* [Task instructions]
Please tally the lines of the data below that contain the string "surface", treating case as significant, and give only the number.

[Pointing dataset excerpts]

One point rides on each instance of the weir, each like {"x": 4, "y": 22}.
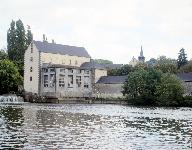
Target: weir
{"x": 10, "y": 99}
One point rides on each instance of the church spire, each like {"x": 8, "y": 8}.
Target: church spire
{"x": 141, "y": 52}
{"x": 141, "y": 58}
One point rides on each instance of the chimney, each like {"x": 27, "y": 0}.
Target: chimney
{"x": 44, "y": 38}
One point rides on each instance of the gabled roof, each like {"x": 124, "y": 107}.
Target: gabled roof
{"x": 49, "y": 65}
{"x": 112, "y": 79}
{"x": 187, "y": 77}
{"x": 61, "y": 49}
{"x": 92, "y": 65}
{"x": 113, "y": 66}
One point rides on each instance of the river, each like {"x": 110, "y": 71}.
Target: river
{"x": 97, "y": 126}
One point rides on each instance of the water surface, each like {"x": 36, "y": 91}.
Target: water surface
{"x": 80, "y": 126}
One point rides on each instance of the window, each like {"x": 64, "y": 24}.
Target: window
{"x": 31, "y": 47}
{"x": 52, "y": 69}
{"x": 78, "y": 81}
{"x": 70, "y": 70}
{"x": 52, "y": 80}
{"x": 86, "y": 82}
{"x": 86, "y": 86}
{"x": 81, "y": 71}
{"x": 78, "y": 71}
{"x": 61, "y": 80}
{"x": 86, "y": 71}
{"x": 45, "y": 70}
{"x": 70, "y": 81}
{"x": 45, "y": 80}
{"x": 62, "y": 70}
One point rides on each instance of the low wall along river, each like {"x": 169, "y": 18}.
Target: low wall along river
{"x": 93, "y": 126}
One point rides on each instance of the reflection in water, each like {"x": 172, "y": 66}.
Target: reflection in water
{"x": 11, "y": 120}
{"x": 33, "y": 126}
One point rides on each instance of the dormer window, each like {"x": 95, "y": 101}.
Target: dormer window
{"x": 31, "y": 47}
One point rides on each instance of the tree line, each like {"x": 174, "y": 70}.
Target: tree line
{"x": 155, "y": 83}
{"x": 12, "y": 59}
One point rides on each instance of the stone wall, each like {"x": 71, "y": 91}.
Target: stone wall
{"x": 54, "y": 89}
{"x": 63, "y": 59}
{"x": 188, "y": 88}
{"x": 31, "y": 69}
{"x": 108, "y": 90}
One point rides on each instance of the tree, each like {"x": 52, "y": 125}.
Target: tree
{"x": 169, "y": 91}
{"x": 10, "y": 77}
{"x": 152, "y": 87}
{"x": 103, "y": 61}
{"x": 3, "y": 54}
{"x": 11, "y": 42}
{"x": 182, "y": 58}
{"x": 152, "y": 62}
{"x": 29, "y": 35}
{"x": 140, "y": 86}
{"x": 124, "y": 70}
{"x": 186, "y": 68}
{"x": 166, "y": 65}
{"x": 17, "y": 43}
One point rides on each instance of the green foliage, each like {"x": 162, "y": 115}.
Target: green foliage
{"x": 103, "y": 61}
{"x": 10, "y": 77}
{"x": 124, "y": 70}
{"x": 186, "y": 68}
{"x": 29, "y": 35}
{"x": 182, "y": 58}
{"x": 152, "y": 62}
{"x": 152, "y": 87}
{"x": 141, "y": 66}
{"x": 3, "y": 55}
{"x": 187, "y": 101}
{"x": 166, "y": 65}
{"x": 17, "y": 43}
{"x": 169, "y": 91}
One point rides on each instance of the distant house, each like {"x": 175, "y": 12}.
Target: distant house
{"x": 113, "y": 66}
{"x": 141, "y": 59}
{"x": 110, "y": 86}
{"x": 187, "y": 81}
{"x": 58, "y": 70}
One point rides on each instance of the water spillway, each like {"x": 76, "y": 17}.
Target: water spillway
{"x": 10, "y": 99}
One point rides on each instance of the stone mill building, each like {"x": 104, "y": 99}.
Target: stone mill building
{"x": 59, "y": 71}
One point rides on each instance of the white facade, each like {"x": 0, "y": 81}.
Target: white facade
{"x": 34, "y": 76}
{"x": 31, "y": 69}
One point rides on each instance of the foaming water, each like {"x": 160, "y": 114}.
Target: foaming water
{"x": 35, "y": 126}
{"x": 10, "y": 99}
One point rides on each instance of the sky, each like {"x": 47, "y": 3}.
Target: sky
{"x": 108, "y": 29}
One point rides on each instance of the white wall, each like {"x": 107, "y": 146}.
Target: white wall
{"x": 31, "y": 86}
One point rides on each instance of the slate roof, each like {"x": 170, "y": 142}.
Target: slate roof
{"x": 187, "y": 77}
{"x": 112, "y": 79}
{"x": 92, "y": 65}
{"x": 113, "y": 66}
{"x": 48, "y": 65}
{"x": 61, "y": 49}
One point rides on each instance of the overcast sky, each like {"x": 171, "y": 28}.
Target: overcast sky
{"x": 108, "y": 29}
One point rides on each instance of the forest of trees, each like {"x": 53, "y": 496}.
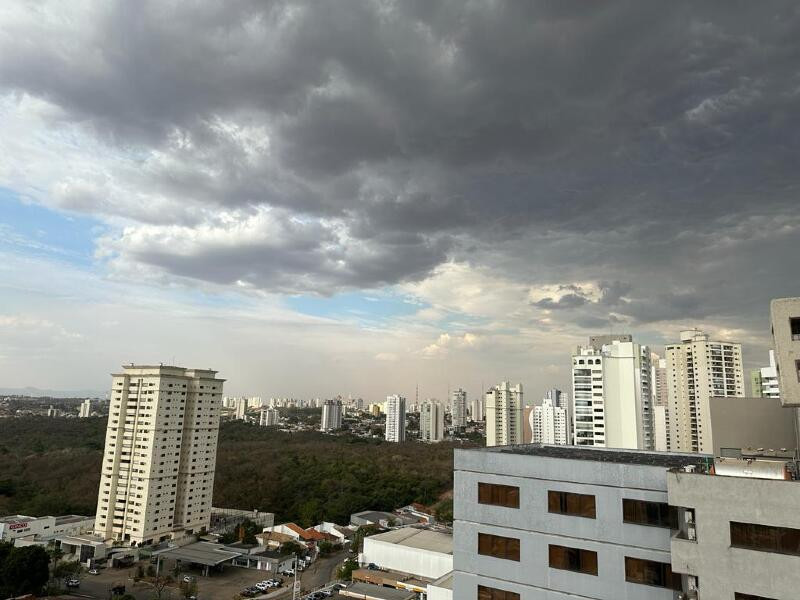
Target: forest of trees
{"x": 52, "y": 466}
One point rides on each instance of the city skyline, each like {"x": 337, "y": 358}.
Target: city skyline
{"x": 311, "y": 221}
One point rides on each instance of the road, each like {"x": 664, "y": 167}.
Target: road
{"x": 217, "y": 587}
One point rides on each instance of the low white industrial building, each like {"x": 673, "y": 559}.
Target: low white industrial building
{"x": 21, "y": 526}
{"x": 420, "y": 552}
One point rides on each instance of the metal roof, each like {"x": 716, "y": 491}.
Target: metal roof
{"x": 201, "y": 553}
{"x": 669, "y": 460}
{"x": 375, "y": 592}
{"x": 422, "y": 539}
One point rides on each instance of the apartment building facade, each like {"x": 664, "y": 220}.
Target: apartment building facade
{"x": 540, "y": 522}
{"x": 431, "y": 421}
{"x": 504, "y": 414}
{"x": 395, "y": 409}
{"x": 458, "y": 401}
{"x": 331, "y": 419}
{"x": 739, "y": 536}
{"x": 157, "y": 476}
{"x": 699, "y": 369}
{"x": 612, "y": 394}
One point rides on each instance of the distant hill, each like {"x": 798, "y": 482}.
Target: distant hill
{"x": 38, "y": 392}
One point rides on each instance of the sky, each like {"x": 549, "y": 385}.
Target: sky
{"x": 359, "y": 197}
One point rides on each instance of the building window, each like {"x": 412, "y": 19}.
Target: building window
{"x": 794, "y": 325}
{"x": 765, "y": 538}
{"x": 498, "y": 546}
{"x": 573, "y": 559}
{"x": 498, "y": 495}
{"x": 650, "y": 572}
{"x": 487, "y": 593}
{"x": 657, "y": 514}
{"x": 567, "y": 503}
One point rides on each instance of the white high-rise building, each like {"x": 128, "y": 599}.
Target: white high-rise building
{"x": 561, "y": 400}
{"x": 699, "y": 369}
{"x": 504, "y": 415}
{"x": 331, "y": 415}
{"x": 160, "y": 454}
{"x": 395, "y": 409}
{"x": 241, "y": 409}
{"x": 86, "y": 409}
{"x": 476, "y": 409}
{"x": 765, "y": 380}
{"x": 431, "y": 421}
{"x": 549, "y": 424}
{"x": 612, "y": 395}
{"x": 269, "y": 417}
{"x": 458, "y": 399}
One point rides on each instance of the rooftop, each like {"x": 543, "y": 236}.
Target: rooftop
{"x": 375, "y": 592}
{"x": 422, "y": 539}
{"x": 669, "y": 460}
{"x": 202, "y": 553}
{"x": 66, "y": 519}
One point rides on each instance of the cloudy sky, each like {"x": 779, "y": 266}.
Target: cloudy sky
{"x": 352, "y": 197}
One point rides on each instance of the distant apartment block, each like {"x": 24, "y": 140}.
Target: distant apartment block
{"x": 764, "y": 381}
{"x": 85, "y": 409}
{"x": 476, "y": 409}
{"x": 431, "y": 421}
{"x": 458, "y": 401}
{"x": 395, "y": 408}
{"x": 504, "y": 415}
{"x": 157, "y": 474}
{"x": 698, "y": 369}
{"x": 549, "y": 423}
{"x": 331, "y": 419}
{"x": 269, "y": 417}
{"x": 785, "y": 319}
{"x": 612, "y": 394}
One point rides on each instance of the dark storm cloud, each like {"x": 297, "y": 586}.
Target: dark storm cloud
{"x": 638, "y": 143}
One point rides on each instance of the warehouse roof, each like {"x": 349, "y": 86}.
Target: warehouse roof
{"x": 201, "y": 553}
{"x": 422, "y": 539}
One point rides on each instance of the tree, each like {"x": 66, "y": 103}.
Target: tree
{"x": 23, "y": 570}
{"x": 188, "y": 589}
{"x": 345, "y": 572}
{"x": 443, "y": 511}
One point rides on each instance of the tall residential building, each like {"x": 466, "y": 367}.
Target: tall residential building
{"x": 158, "y": 467}
{"x": 699, "y": 369}
{"x": 764, "y": 381}
{"x": 431, "y": 421}
{"x": 331, "y": 415}
{"x": 395, "y": 409}
{"x": 561, "y": 400}
{"x": 612, "y": 395}
{"x": 535, "y": 522}
{"x": 476, "y": 409}
{"x": 785, "y": 317}
{"x": 241, "y": 409}
{"x": 269, "y": 417}
{"x": 86, "y": 409}
{"x": 458, "y": 400}
{"x": 504, "y": 415}
{"x": 549, "y": 424}
{"x": 559, "y": 522}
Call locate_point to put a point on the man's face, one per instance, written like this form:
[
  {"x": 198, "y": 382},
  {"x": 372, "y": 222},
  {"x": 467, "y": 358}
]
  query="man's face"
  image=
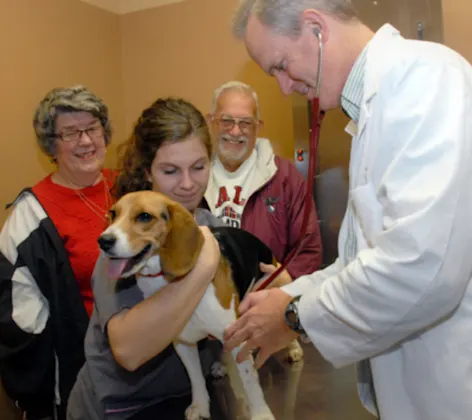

* [Written response]
2